(Referring expression data)
________________

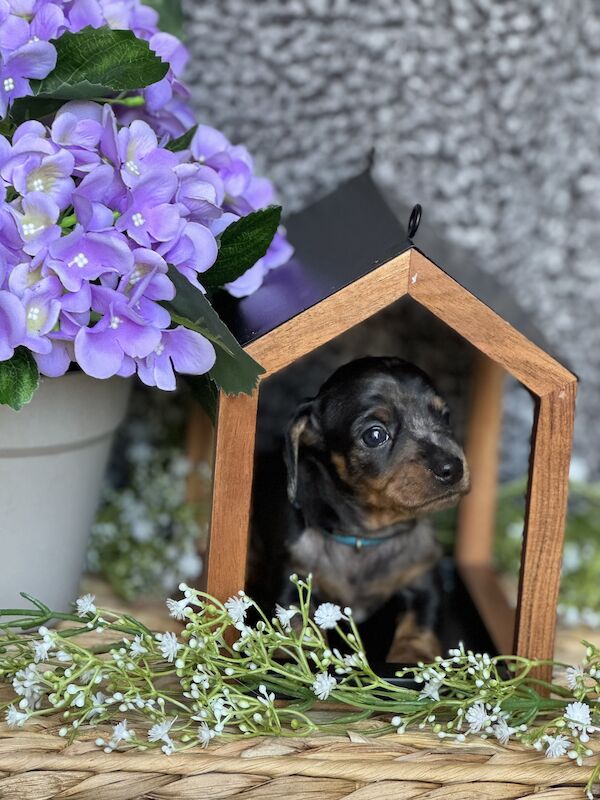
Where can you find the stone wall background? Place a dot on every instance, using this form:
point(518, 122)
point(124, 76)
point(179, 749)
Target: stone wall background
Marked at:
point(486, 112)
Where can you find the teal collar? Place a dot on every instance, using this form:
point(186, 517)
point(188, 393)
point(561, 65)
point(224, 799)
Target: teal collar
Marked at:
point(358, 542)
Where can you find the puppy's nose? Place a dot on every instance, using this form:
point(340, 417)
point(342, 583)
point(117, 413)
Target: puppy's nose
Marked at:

________________

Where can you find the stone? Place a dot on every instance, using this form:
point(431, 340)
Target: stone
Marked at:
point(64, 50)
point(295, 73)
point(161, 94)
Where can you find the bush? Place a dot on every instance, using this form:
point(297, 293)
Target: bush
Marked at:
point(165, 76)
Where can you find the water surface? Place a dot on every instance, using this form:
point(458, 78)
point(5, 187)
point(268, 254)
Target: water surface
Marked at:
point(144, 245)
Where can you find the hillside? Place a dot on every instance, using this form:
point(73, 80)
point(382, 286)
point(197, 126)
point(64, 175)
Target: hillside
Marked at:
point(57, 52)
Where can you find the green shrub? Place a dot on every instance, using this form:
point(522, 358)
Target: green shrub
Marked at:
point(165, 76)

________________

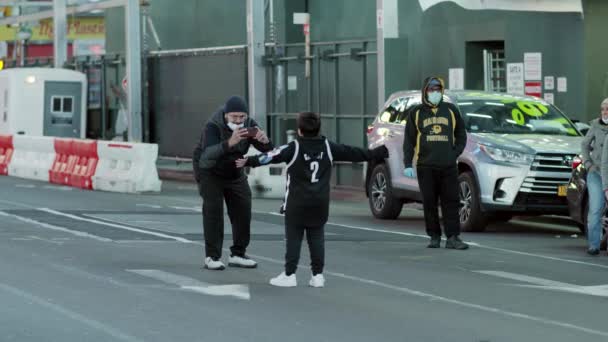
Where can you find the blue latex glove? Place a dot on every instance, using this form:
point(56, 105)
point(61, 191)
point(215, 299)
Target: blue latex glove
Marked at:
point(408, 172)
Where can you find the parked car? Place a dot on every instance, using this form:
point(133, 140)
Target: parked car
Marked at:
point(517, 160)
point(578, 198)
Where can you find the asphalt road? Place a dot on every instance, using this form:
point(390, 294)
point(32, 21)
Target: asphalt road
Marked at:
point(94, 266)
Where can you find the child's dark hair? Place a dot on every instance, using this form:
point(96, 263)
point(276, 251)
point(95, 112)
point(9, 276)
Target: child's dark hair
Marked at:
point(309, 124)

________________

§ WHAT IS EXPECTED: Report, for the data above, every line in which the string "teal" appears.

§ TASK RESULT:
Where can you find the teal collar? Place a dot on every instance, using this form:
Target: teal collar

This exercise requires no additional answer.